= Problem requirements =
In the data that follows, find each line containing "white" and copy it.

Source data

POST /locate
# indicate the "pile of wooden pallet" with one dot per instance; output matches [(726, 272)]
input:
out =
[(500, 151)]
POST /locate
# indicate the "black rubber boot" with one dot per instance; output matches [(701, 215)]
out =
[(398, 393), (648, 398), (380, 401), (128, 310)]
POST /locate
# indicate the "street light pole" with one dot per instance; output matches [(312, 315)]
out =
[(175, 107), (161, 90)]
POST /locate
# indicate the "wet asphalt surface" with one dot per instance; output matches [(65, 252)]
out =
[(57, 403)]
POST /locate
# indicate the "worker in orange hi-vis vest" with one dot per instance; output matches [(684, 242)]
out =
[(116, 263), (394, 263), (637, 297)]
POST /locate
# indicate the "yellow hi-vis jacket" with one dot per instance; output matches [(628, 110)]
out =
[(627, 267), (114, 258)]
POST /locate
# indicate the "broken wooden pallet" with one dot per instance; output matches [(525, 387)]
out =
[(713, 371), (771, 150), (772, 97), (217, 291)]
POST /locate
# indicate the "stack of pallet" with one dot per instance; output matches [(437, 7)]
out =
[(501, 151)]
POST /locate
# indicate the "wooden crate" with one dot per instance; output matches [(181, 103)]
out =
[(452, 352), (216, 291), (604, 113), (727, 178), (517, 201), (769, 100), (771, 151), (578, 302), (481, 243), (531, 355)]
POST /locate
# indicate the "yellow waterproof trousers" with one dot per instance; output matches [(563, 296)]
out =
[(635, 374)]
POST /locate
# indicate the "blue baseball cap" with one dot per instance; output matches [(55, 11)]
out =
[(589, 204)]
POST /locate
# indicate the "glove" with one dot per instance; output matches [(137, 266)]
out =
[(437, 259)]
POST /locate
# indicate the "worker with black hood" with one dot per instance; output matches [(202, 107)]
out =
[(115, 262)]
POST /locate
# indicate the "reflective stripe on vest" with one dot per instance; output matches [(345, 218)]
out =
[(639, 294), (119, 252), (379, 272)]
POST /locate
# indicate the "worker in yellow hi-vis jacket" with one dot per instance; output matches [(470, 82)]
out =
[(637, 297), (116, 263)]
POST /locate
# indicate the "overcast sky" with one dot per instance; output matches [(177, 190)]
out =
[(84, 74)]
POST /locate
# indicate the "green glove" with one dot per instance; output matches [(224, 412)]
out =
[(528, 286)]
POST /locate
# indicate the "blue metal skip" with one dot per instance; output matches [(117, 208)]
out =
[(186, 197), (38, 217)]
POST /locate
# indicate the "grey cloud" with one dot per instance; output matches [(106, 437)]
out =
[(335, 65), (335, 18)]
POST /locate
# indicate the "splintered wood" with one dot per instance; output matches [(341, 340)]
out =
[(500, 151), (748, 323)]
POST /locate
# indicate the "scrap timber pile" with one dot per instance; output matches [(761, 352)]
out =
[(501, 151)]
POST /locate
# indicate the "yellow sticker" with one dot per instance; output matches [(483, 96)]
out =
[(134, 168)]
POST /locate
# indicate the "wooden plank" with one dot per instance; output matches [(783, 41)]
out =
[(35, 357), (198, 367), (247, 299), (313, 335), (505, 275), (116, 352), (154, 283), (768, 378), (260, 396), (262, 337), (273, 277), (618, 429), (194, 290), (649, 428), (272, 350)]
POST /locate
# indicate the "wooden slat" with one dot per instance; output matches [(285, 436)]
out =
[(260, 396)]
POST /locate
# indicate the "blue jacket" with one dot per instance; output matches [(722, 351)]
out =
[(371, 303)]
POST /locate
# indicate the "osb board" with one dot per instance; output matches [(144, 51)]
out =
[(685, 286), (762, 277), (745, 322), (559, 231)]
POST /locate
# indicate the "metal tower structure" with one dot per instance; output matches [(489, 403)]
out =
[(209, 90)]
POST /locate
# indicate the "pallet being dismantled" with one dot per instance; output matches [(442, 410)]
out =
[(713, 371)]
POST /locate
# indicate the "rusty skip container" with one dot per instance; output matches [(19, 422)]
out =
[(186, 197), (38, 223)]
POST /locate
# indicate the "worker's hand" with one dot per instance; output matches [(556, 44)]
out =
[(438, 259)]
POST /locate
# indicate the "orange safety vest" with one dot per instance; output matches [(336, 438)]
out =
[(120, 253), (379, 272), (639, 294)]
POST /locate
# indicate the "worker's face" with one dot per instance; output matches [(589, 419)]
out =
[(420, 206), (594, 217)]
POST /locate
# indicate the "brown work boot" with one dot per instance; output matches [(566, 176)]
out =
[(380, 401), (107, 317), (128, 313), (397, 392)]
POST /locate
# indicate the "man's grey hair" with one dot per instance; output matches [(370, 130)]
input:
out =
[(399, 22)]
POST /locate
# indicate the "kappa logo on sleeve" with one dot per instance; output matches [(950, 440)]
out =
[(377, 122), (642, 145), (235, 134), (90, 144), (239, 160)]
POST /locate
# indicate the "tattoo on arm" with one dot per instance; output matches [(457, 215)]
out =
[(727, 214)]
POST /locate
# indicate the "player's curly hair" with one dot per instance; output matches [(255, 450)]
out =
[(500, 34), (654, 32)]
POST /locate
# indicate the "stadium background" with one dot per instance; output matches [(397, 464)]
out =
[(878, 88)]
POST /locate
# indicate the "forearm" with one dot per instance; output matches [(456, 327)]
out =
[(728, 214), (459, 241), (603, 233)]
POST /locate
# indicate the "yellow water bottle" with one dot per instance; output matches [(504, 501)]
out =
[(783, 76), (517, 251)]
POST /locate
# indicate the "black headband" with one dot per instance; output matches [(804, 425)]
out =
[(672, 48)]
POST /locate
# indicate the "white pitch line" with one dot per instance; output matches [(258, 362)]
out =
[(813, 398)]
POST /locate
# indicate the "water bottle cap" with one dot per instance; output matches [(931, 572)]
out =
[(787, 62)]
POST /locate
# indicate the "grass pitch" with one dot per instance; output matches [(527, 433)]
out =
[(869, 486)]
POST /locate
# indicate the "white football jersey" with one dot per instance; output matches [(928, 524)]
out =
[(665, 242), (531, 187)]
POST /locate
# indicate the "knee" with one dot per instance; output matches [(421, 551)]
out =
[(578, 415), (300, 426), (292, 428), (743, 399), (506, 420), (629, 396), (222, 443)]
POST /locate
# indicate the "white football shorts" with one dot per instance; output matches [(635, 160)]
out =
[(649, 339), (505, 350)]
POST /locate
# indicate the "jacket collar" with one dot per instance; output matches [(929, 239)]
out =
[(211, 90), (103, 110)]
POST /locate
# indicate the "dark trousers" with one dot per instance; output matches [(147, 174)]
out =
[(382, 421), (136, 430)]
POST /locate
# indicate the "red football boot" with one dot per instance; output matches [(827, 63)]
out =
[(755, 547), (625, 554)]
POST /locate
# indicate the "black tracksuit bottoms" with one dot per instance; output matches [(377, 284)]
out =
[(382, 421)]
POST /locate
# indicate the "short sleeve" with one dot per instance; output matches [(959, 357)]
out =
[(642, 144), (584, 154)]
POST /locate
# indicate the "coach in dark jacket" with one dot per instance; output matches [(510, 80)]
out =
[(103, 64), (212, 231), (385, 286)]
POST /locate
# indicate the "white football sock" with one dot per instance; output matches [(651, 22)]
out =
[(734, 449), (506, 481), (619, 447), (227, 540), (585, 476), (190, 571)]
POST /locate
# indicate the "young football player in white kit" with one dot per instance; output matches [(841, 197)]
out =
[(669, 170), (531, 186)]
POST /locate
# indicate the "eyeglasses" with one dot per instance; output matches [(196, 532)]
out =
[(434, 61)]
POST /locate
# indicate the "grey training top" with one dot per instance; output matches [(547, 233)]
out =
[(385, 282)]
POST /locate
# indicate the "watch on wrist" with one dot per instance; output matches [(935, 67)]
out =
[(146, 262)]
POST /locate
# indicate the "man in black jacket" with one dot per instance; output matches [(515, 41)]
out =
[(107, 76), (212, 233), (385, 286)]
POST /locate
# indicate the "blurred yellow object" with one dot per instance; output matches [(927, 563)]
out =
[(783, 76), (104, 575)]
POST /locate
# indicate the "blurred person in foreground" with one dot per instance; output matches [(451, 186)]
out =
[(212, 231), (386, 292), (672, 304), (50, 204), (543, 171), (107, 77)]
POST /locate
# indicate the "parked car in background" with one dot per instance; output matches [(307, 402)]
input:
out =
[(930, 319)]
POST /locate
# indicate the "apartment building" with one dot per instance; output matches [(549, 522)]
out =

= Exercise response =
# indicate the "white pitch line" with one dot per instance; output matches [(258, 362)]
# indicate the "white football jersey" with one dot per instance; output matches [(928, 524)]
# indicate the "white football shorts" with one dot per instance; output matches [(635, 160)]
# indicate the "white football sock" with one dot per instance; output matches [(651, 22)]
# indicate the "young football player in white kit" with one dot per instance; output matches [(841, 197)]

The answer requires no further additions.